Short exercise >> Your task is to transcribe all of the records exactly and leave out the pictures.

———

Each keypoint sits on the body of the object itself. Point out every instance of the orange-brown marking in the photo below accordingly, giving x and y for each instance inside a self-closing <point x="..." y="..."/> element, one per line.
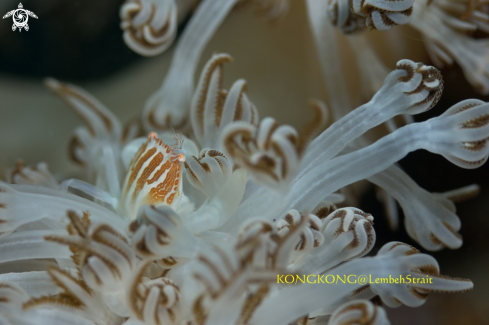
<point x="163" y="168"/>
<point x="137" y="167"/>
<point x="155" y="162"/>
<point x="158" y="193"/>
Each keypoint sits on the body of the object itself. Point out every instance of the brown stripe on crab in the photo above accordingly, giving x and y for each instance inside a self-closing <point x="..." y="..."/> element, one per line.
<point x="155" y="175"/>
<point x="268" y="152"/>
<point x="213" y="107"/>
<point x="149" y="26"/>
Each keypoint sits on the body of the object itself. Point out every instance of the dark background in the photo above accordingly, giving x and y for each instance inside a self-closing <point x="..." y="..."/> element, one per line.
<point x="81" y="41"/>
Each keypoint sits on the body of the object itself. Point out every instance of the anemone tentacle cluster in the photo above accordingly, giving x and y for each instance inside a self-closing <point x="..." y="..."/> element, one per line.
<point x="208" y="225"/>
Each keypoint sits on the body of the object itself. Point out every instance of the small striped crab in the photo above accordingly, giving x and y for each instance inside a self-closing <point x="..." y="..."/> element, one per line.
<point x="165" y="232"/>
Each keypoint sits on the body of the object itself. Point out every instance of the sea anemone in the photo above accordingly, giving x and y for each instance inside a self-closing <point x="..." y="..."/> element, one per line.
<point x="201" y="212"/>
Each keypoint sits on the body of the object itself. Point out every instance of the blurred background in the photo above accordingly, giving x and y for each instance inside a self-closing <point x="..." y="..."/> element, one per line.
<point x="81" y="42"/>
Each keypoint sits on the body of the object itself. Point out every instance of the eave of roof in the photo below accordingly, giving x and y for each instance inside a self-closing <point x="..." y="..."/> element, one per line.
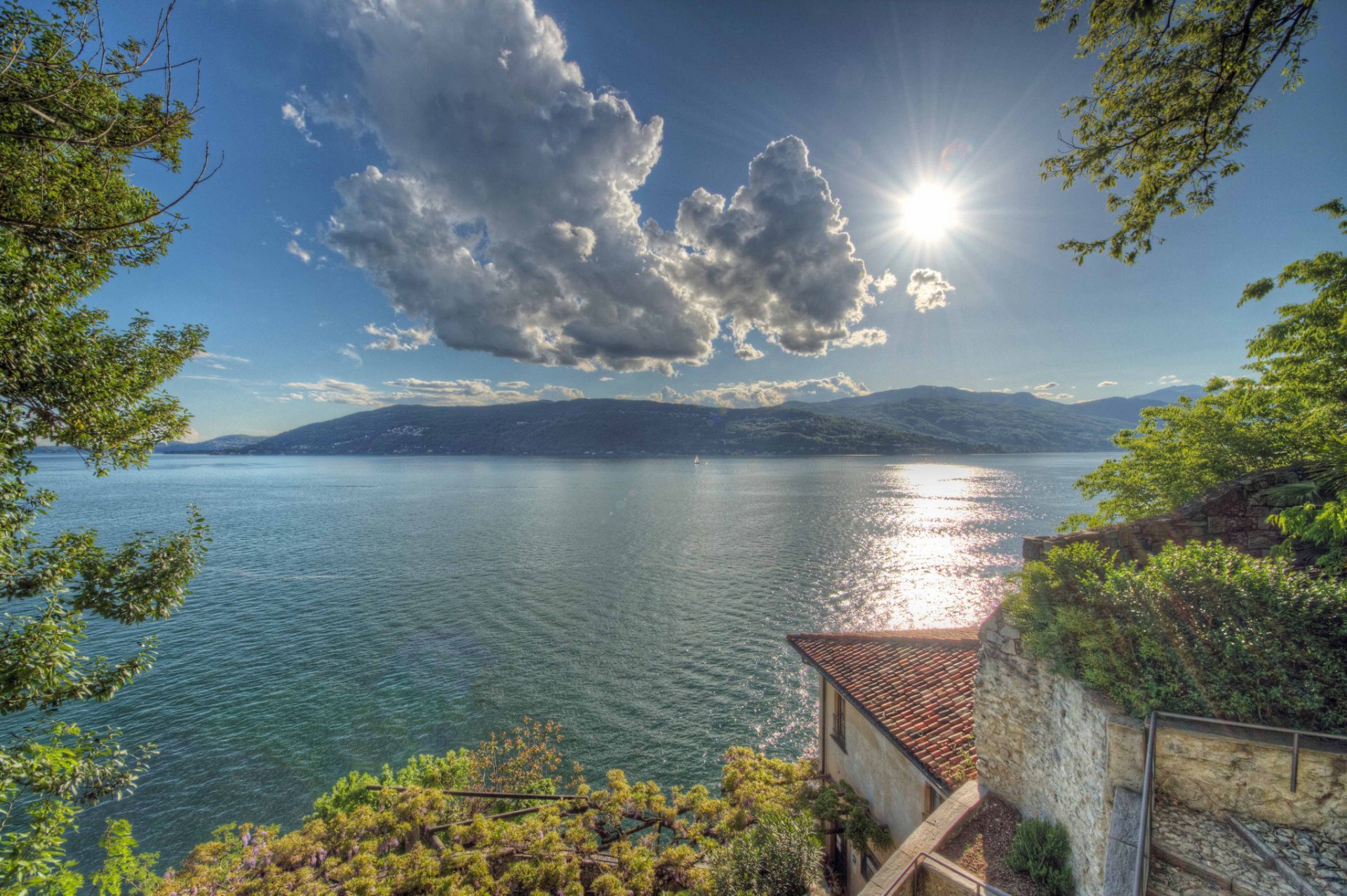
<point x="927" y="644"/>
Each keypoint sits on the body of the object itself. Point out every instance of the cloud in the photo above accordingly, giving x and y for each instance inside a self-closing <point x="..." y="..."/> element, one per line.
<point x="395" y="338"/>
<point x="505" y="215"/>
<point x="763" y="392"/>
<point x="298" y="251"/>
<point x="216" y="357"/>
<point x="439" y="392"/>
<point x="297" y="118"/>
<point x="746" y="352"/>
<point x="337" y="392"/>
<point x="928" y="288"/>
<point x="865" y="338"/>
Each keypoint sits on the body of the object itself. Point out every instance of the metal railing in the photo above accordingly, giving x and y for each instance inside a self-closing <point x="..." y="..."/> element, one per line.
<point x="1221" y="728"/>
<point x="949" y="869"/>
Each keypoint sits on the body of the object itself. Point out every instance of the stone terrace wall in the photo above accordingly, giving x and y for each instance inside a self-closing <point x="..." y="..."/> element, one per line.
<point x="1233" y="514"/>
<point x="1051" y="747"/>
<point x="1221" y="775"/>
<point x="1055" y="748"/>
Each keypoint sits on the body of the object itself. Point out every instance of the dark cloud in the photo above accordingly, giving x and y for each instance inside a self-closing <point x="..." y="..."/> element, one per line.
<point x="505" y="221"/>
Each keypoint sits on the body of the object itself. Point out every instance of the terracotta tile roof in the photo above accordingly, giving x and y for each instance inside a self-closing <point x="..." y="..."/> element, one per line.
<point x="915" y="685"/>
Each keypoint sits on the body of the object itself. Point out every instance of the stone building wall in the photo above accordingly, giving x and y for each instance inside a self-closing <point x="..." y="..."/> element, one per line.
<point x="1234" y="514"/>
<point x="878" y="771"/>
<point x="1055" y="748"/>
<point x="1219" y="774"/>
<point x="1051" y="747"/>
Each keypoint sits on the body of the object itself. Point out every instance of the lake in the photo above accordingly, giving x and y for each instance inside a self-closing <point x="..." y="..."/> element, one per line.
<point x="358" y="610"/>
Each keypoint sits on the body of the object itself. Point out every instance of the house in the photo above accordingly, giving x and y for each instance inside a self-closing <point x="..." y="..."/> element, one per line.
<point x="896" y="724"/>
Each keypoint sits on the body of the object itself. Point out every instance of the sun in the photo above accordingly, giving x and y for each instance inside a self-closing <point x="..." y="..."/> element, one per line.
<point x="930" y="212"/>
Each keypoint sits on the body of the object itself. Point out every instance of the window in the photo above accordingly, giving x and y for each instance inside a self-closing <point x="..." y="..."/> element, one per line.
<point x="932" y="801"/>
<point x="840" y="718"/>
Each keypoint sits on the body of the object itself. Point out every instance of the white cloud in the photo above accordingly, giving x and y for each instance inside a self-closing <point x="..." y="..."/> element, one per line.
<point x="505" y="218"/>
<point x="865" y="338"/>
<point x="928" y="288"/>
<point x="439" y="392"/>
<point x="295" y="115"/>
<point x="337" y="392"/>
<point x="746" y="352"/>
<point x="216" y="357"/>
<point x="298" y="251"/>
<point x="763" y="392"/>
<point x="559" y="394"/>
<point x="395" y="338"/>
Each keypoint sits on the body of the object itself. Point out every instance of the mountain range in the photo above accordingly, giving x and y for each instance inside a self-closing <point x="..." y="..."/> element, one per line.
<point x="925" y="420"/>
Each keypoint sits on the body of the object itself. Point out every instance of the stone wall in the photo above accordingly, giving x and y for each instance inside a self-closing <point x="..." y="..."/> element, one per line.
<point x="1234" y="514"/>
<point x="1219" y="775"/>
<point x="880" y="773"/>
<point x="1055" y="748"/>
<point x="1051" y="747"/>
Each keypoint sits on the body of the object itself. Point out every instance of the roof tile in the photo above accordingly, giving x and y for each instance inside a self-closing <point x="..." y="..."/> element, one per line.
<point x="916" y="683"/>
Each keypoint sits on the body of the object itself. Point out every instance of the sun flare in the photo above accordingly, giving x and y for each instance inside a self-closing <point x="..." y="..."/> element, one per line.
<point x="930" y="212"/>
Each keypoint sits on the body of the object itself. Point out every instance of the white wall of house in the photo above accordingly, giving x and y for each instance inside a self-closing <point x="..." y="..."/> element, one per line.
<point x="878" y="771"/>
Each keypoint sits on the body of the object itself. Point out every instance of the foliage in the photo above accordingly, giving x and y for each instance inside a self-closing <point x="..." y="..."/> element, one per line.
<point x="1323" y="524"/>
<point x="776" y="857"/>
<point x="838" y="803"/>
<point x="124" y="871"/>
<point x="523" y="761"/>
<point x="1043" y="850"/>
<point x="1200" y="628"/>
<point x="1170" y="104"/>
<point x="1292" y="411"/>
<point x="384" y="845"/>
<point x="73" y="126"/>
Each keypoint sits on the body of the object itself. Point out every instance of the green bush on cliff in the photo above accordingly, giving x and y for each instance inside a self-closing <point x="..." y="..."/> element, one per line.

———

Response to the exercise >>
Each keypoint sits on the body of the object itself. Point out every instance of the orange-brown marking in the photo below accordingly, giving x and y for each instance inside a self-closing <point x="..." y="..."/> element, one per line.
<point x="163" y="168"/>
<point x="137" y="167"/>
<point x="155" y="162"/>
<point x="158" y="193"/>
Each keypoint sits on the body of the object itself. Point out every instance of the brown stripe on crab in the photo above accordingly, giving x and y for each instance inside a self-closing <point x="..." y="..."/> element, one per line.
<point x="155" y="175"/>
<point x="268" y="152"/>
<point x="213" y="107"/>
<point x="149" y="26"/>
Each keypoint sits on the body of the object itself. Point out every instance of the dark background in the photo above accordingly, giving x and y for each instance inside a self-closing <point x="..." y="..."/> element, one per line.
<point x="81" y="41"/>
Each keypoint sits on the body of the object itself. Point out every instance of the anemone tentacle cluster in the photo above accordingly, giving x and y for each instance inside a self-closing <point x="..." y="..."/> element, one per line.
<point x="208" y="225"/>
Each keypoint sits on the body of the object itself. Point out every instance of the small striped crab in the photo above accordingly, giving x and y for each instance inside a self-closing <point x="..." y="..."/> element, one per line.
<point x="165" y="232"/>
Each keypoint sits on the body of the object itself. Point out every instance of the sea anemone in the photo above accordingly, giving x and y for each instance inside a self-closing <point x="..." y="..."/> element, one per line.
<point x="201" y="212"/>
Each keypoint sits on the body of the object itself. Point out every instance of the blurred background in the photo above accordingly, giving x and y for each instance inside a self-closing <point x="..." y="..."/> element, one per line.
<point x="81" y="42"/>
Each keypoint sits on the body of the object itself. Point out every instance of the eave of roof in the photo below accordingly, giving x and y for each instance inside a self-closing <point x="..." y="..."/> element, one per line.
<point x="927" y="644"/>
Each keypoint sits on the body of the object itself. Point out every instance of the cloud in the photo above accordingly, giving x and y for each instance inside a self-closing <point x="..." y="..."/> element, one per line.
<point x="395" y="338"/>
<point x="505" y="215"/>
<point x="763" y="392"/>
<point x="298" y="251"/>
<point x="216" y="357"/>
<point x="439" y="392"/>
<point x="297" y="118"/>
<point x="746" y="352"/>
<point x="337" y="392"/>
<point x="928" y="288"/>
<point x="865" y="338"/>
Each keypoint sits on the body of the object itself. Point out every instance of the metal railing in the photo above accordingly, giving x and y for each instance inside a self-closing <point x="..." y="..."/> element, one per line.
<point x="1221" y="728"/>
<point x="949" y="869"/>
Each keypoint sits on the body of the object itself. Point out every instance of the stone terrace wall in the photo above accordingly, giving x and y for each instance inside a self-closing <point x="..." y="..."/> element, one per line.
<point x="1233" y="514"/>
<point x="1051" y="747"/>
<point x="1221" y="775"/>
<point x="1055" y="748"/>
Each keypoint sits on the body of the object itself. Point out every instance of the dark cloud in the photo above accordingly, giving x and y for each instance inside a self-closing <point x="..." y="..."/> element, one per line.
<point x="505" y="221"/>
Each keypoint sits on the body of the object itself. Point out every instance of the terracotta tile roof in the photo above accordingly, giving x and y for each instance inside a self-closing <point x="..." y="..."/> element, one per line.
<point x="915" y="685"/>
Each keypoint sits on the body of the object itself. Point out every instance of the stone building wall in the photo above accordingly, giving x and y for each instance inside a self-closing <point x="..." y="..."/> element, one per line.
<point x="1234" y="514"/>
<point x="878" y="771"/>
<point x="1055" y="748"/>
<point x="1219" y="774"/>
<point x="1051" y="747"/>
Each keypoint sits on the body of the object itself. Point out every instance of the lake in the photo above accordingly, giving x and y for each instance inside a self-closing <point x="..." y="..."/> element, one per line.
<point x="358" y="610"/>
Each keypoint sits on the body of the object itself. Point out every instance of the house in the photo above accordingly, giving x and y for each instance inside a self-closing <point x="..." y="..."/> element, one per line.
<point x="896" y="724"/>
Each keypoint sits on the body of the object itself. Point out every instance of the sun in the photo above accordingly, giving x and y for each instance inside a self-closing <point x="..." y="..."/> element, one per line.
<point x="930" y="212"/>
Each keypoint sits on the body of the object itself. Point out every instance of the window in the photo above accordingly, giving x and y for each instance inside a self-closing <point x="..." y="..."/> element, one per line.
<point x="932" y="801"/>
<point x="840" y="718"/>
Each keypoint sits on the body of the object itself. Point out every instance of the white cloud in the photo above accordingly, giving x and y for each instance inside a self-closing <point x="..." y="..."/> element, one per line.
<point x="505" y="218"/>
<point x="865" y="338"/>
<point x="928" y="288"/>
<point x="439" y="392"/>
<point x="295" y="115"/>
<point x="337" y="392"/>
<point x="746" y="352"/>
<point x="216" y="357"/>
<point x="298" y="251"/>
<point x="763" y="392"/>
<point x="559" y="394"/>
<point x="395" y="338"/>
Each keypoint sits on the body of the object itself. Point out every instance of the mountain range in the photo above accordingly, giving x and y for each instance inside a self-closing <point x="..." y="..."/> element, one per line.
<point x="925" y="420"/>
Each keypoint sits on the body of the object itself. Point out every instance of the stone wall in the photo above accordingly, giving x and y for each instance inside a self-closing <point x="..." y="..."/> element, one per line.
<point x="1234" y="514"/>
<point x="1219" y="775"/>
<point x="880" y="773"/>
<point x="1055" y="748"/>
<point x="1051" y="747"/>
Each keypoint sits on the body of the object itself. Point out every instance of the roof tile in the photo above accordingly, giving x and y for each instance inside a self-closing <point x="..." y="..."/> element, one per line.
<point x="916" y="683"/>
Each keypoint sits on the body of the object itself. Point out every instance of the sun flare in the photo above accordingly, giving x and y for each instance inside a self-closing <point x="..." y="..."/> element, one per line.
<point x="930" y="212"/>
Each keypoint sits on the body of the object itself. Point out every instance of the white wall of house in the photo above accordingly, giving x and y for each instance inside a self-closing <point x="..." y="..."/> element, one per line.
<point x="878" y="771"/>
Each keypoint sits on the body of the object itself. Point out every instance of the foliage in the photo above accordingly, giving x and y for each instance inside a self-closing <point x="..." y="..."/> element, one per line.
<point x="1323" y="524"/>
<point x="776" y="857"/>
<point x="838" y="803"/>
<point x="124" y="871"/>
<point x="523" y="761"/>
<point x="1043" y="850"/>
<point x="1200" y="628"/>
<point x="1170" y="104"/>
<point x="1292" y="411"/>
<point x="384" y="845"/>
<point x="73" y="126"/>
Each keypoint sits on the body of the object itself. Point out every instance of the green bush on cliff in the photo above accordingly, giving x and y for each instance inside a self-closing <point x="..." y="..."/> element, one per line.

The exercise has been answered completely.